» **PARTS OF THE EXERCISE**
A) According to the article on Lake County's firefighter staffing grant, by what deadline must the county decide whether to accept the grant?
B) In the article on Lake County's firefighter staffing grant, restate the paragraph that begins "In February, Lake County Public Safety's" in a single shorter sentence, keeping its main facts.
C) Continue the article on Lake County's firefighter staffing grant from the point where it stops.

» **TEXT BLOCK**
----------------
Fla. county wary of accepting firefighter staffing grant


By Stephen Hudak
The Orlando Sentinel

TAVARES, Fla. — Lake County must decide soon whether to accept a federal grant to hire firefighters.

The decision on the $1.3 million in "free" money is not as simple as it might seem.

"Please don't take the easy way out: buy something today and pay for it tomorrow," County Commissioner Jimmy Conner cautioned fellow commissioners during budget workshops this week. "I'm concerned about the long-term financial commitment."

In February, Lake County Public Safety's fire-rescue division won a four-year grant from the Federal Emergency Management Agency that would allow the county to hire a dozen firefighters, Deputy Chief John Jolliff said.

The grant would reimburse the new hires' salaries and benefits in diminishing amounts.

The county, which must agree to assume the full financial brunt of the 12 firefighters in fiscal year 2013-14, must decide by an Oct. 30 deadline set by the U.S. Department of Homeland Security.

The firefighters' wages and salaries are estimated at $691,000 a year — not including overtime for wildfires or other unforeseen emergencies, according to budget calculations.

"My question is this: How many firefighters do we really need?" Conner said during a workshop, which also touched on the issues of public-safety overtime and consolidating emergency services.

The fire-rescue division's 184 uniformed personnel provide firefighting and emergency medical services in unincorporated Lake, an area of 1,100 square miles populated by an estimated 200,000 residents.

Lake firefighters respond to a blaze once every eight hours and to a medical emergency every 48 minutes, Jolliff said, quoting department statistics culled from 47,000 service calls during the past three years.
----------------
» **DATA SEGMENT**

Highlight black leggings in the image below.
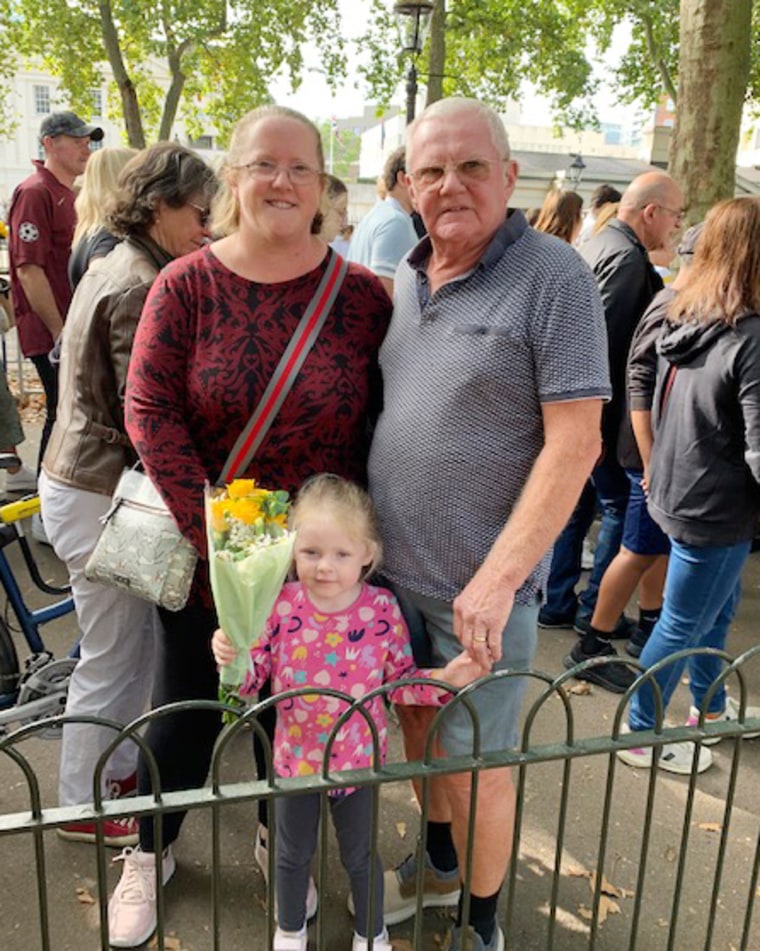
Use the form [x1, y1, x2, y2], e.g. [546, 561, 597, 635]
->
[137, 605, 275, 852]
----------------
» **ANSWERS IN ORDER**
A) Oct. 30

B) Deputy Chief John Jolliff said the fire-rescue division won a four-year FEMA grant in February that would let the county hire 12 firefighters.

C)
If the commission rejects the federal money, known as the Staffing for Adequate Fire and Emergency Response (SAFER) grant, the county will not staff the new Paisley fire station, Public Safety Director Gary Kaiser said.

"It means we would have built a firehouse for $1.4 million that we can't open," Kaiser said.

The new Paisley station, slated to open next summer, is expected to reduce emergency response times in northeast Lake from 15 minutes to less than five. Six of the new hires would be assigned to Paisley.

The other six are expected to serve the county as "floaters" who could be shuffled from station to station to plug temporary staffing holes caused by vacations, illness or family leave. Those hires would reduce the division's overtime costs by as much as $650,000 next year, Jolliff said.

But even with the federal grant, the county would have to pay about $2.2 million during the next five years to equip, train and compensate the new hires. The firefighters' starting salary and benefit package is about $47,000 a year.